Aim:
Which lines run from the one containing "Reviewer note: verify one keypoint per instance of the spider." to the end of the entries? Quote them exactly, and nothing else.

::: Stored records :::

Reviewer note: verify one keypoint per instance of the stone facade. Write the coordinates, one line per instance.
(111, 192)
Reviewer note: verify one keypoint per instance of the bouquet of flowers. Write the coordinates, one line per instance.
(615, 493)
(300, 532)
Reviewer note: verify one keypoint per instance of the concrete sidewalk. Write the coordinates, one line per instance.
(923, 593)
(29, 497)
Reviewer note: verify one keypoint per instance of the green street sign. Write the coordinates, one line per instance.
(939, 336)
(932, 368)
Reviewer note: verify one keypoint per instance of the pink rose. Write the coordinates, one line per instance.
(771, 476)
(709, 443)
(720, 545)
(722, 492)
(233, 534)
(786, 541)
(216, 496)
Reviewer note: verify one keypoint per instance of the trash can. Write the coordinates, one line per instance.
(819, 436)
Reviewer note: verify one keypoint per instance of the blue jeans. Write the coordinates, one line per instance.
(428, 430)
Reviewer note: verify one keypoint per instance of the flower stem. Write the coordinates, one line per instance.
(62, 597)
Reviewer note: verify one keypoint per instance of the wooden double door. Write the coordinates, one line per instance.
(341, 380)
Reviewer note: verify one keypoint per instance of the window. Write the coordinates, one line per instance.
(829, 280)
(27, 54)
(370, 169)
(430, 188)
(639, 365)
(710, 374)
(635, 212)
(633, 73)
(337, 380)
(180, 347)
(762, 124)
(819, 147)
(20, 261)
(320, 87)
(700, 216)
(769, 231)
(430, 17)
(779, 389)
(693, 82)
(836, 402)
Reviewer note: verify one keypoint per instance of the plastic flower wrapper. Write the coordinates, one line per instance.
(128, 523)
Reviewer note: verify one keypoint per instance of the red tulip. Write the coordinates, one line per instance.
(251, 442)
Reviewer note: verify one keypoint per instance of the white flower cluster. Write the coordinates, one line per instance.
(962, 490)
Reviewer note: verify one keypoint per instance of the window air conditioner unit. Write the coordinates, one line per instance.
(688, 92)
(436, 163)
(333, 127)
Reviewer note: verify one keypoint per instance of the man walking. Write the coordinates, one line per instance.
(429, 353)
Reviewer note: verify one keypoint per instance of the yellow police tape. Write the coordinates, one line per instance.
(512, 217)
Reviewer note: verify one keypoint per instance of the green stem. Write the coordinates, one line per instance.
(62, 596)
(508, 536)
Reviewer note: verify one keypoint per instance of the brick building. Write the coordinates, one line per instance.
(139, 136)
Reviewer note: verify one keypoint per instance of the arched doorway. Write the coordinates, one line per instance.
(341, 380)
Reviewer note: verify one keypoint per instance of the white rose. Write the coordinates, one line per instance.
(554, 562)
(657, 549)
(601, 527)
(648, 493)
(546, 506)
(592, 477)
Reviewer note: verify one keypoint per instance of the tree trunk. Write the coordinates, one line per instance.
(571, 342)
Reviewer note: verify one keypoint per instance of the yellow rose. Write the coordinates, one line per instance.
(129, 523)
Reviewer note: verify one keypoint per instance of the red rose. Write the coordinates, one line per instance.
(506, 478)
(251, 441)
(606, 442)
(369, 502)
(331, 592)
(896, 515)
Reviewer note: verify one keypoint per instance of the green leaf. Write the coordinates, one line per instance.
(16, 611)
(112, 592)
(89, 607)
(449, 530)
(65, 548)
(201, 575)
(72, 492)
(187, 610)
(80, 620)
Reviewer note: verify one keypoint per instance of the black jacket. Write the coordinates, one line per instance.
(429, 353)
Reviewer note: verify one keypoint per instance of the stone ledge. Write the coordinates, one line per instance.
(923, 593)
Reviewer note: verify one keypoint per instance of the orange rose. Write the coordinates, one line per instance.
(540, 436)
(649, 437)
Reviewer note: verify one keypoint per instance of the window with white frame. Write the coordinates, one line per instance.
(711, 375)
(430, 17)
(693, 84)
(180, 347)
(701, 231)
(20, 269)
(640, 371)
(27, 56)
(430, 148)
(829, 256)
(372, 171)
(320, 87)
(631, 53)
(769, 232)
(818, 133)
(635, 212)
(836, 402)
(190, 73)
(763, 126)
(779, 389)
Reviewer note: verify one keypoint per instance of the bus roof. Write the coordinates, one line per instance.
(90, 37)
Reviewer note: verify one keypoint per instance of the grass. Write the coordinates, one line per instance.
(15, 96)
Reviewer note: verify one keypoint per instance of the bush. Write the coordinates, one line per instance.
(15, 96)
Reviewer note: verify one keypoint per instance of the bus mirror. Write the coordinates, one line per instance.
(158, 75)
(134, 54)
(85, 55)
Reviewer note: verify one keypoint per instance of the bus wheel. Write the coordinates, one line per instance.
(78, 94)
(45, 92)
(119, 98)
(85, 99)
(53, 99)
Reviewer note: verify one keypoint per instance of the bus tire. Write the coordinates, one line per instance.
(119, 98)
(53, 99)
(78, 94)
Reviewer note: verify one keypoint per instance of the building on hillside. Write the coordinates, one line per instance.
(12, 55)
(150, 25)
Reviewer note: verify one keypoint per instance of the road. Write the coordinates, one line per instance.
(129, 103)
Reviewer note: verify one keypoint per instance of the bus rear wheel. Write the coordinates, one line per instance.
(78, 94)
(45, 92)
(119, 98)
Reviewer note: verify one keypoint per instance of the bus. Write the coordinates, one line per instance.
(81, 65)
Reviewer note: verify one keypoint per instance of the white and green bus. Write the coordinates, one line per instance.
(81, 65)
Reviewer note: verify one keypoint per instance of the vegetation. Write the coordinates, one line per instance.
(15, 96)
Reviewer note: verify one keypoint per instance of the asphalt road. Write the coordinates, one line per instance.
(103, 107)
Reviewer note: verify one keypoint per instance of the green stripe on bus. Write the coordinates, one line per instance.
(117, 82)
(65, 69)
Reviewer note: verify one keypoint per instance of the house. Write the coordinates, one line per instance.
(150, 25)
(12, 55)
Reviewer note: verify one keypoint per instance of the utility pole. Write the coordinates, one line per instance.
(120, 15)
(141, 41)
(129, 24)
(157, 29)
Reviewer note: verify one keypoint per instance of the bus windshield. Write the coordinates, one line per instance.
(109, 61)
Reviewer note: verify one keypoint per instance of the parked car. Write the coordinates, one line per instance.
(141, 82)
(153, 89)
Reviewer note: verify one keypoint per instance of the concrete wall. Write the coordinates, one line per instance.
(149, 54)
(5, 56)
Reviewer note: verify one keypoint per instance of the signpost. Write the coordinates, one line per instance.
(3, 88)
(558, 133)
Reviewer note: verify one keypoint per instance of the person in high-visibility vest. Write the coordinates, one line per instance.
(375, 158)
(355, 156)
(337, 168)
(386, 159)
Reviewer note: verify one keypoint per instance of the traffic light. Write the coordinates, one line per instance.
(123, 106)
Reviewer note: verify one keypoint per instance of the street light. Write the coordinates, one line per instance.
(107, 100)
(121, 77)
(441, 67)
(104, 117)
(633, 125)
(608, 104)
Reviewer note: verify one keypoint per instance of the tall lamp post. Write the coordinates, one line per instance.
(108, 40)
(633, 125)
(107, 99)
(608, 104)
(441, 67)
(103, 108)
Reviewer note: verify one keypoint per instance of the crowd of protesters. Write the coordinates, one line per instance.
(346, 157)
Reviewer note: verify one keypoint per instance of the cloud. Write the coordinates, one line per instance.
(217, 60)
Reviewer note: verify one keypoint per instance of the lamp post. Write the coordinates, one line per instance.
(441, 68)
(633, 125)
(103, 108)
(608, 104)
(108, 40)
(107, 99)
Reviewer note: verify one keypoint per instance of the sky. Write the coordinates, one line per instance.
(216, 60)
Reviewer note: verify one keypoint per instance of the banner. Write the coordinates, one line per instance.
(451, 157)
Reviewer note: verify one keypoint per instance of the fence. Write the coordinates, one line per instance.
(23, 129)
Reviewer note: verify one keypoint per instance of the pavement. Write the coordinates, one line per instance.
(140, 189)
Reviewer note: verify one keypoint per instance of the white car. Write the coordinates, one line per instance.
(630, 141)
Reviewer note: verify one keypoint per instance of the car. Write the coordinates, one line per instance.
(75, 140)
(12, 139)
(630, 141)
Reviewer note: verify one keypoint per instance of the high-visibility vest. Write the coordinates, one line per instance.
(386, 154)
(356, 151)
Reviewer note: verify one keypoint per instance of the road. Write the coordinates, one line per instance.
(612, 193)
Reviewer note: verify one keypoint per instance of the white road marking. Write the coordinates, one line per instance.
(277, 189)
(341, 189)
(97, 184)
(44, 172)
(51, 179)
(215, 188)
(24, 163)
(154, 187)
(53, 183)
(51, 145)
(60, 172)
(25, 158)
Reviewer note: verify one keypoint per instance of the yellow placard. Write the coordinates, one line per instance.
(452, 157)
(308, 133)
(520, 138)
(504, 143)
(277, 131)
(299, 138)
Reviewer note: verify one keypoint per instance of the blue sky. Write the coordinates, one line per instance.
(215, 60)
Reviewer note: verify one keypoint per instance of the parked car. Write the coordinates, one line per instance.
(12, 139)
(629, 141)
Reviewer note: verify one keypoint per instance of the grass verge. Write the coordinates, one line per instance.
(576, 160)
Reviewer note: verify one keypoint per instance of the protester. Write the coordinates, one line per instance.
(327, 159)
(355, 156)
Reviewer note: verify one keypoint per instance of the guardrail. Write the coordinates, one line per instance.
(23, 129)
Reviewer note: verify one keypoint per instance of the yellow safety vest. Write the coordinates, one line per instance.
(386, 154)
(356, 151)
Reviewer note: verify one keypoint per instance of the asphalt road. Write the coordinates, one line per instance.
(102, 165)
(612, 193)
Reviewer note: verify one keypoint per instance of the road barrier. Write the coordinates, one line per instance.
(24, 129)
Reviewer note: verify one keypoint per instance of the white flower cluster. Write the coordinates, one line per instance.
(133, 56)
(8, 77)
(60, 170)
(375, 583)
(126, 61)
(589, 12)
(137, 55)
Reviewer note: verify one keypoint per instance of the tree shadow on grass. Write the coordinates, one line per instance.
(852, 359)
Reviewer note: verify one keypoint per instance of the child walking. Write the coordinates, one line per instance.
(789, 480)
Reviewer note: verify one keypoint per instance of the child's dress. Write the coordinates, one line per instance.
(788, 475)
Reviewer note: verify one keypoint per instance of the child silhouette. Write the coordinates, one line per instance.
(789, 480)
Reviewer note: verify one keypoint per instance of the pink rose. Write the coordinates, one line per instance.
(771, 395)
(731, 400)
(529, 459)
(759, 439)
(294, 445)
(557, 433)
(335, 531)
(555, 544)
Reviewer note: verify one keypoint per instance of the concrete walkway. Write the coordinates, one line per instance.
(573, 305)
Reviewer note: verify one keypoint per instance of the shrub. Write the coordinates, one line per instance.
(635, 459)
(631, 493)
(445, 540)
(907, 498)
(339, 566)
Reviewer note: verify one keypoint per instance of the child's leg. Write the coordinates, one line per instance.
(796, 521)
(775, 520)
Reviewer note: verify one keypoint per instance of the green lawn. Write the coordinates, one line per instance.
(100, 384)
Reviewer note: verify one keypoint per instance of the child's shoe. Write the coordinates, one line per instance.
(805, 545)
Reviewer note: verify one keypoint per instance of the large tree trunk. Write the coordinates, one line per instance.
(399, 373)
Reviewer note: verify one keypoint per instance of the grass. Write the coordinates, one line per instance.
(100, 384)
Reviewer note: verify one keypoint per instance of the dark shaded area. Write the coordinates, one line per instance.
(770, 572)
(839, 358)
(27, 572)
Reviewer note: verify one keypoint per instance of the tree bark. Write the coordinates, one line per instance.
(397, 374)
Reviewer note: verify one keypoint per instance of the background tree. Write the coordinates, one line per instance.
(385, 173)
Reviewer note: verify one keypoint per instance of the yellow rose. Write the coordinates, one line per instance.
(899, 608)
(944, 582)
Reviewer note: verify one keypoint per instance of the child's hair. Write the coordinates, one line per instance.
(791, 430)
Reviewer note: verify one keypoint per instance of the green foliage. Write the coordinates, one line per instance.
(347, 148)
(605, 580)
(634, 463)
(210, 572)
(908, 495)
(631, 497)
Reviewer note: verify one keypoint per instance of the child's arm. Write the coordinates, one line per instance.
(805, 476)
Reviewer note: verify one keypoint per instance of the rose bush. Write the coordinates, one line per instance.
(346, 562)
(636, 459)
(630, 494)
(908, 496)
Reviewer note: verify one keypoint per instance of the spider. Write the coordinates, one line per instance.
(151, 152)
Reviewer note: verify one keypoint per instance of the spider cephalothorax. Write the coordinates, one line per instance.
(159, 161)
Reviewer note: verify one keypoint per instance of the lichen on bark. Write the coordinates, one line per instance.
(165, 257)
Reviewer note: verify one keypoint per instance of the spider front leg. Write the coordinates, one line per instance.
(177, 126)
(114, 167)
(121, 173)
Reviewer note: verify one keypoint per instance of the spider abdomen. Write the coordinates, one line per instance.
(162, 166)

:::

The completed task:
Reviewer note: verify one keypoint per instance of the spider. Write the coordinates, one line per instance.
(151, 152)
Reviewer note: verify one keypoint per instance of the spider cephalothorax. Write the coordinates, one line per instance.
(159, 161)
Reviewer note: verify one keypoint per instance of the lichen on bark. Write the coordinates, one line per instance.
(165, 257)
Reviewer note: verify one keypoint per instance of the spider front leg. Write the coordinates, one line per instance.
(177, 126)
(114, 167)
(121, 173)
Reviewer note: verify one keypoint per instance of the spider abdomen. Write the coordinates, one line per instance.
(162, 166)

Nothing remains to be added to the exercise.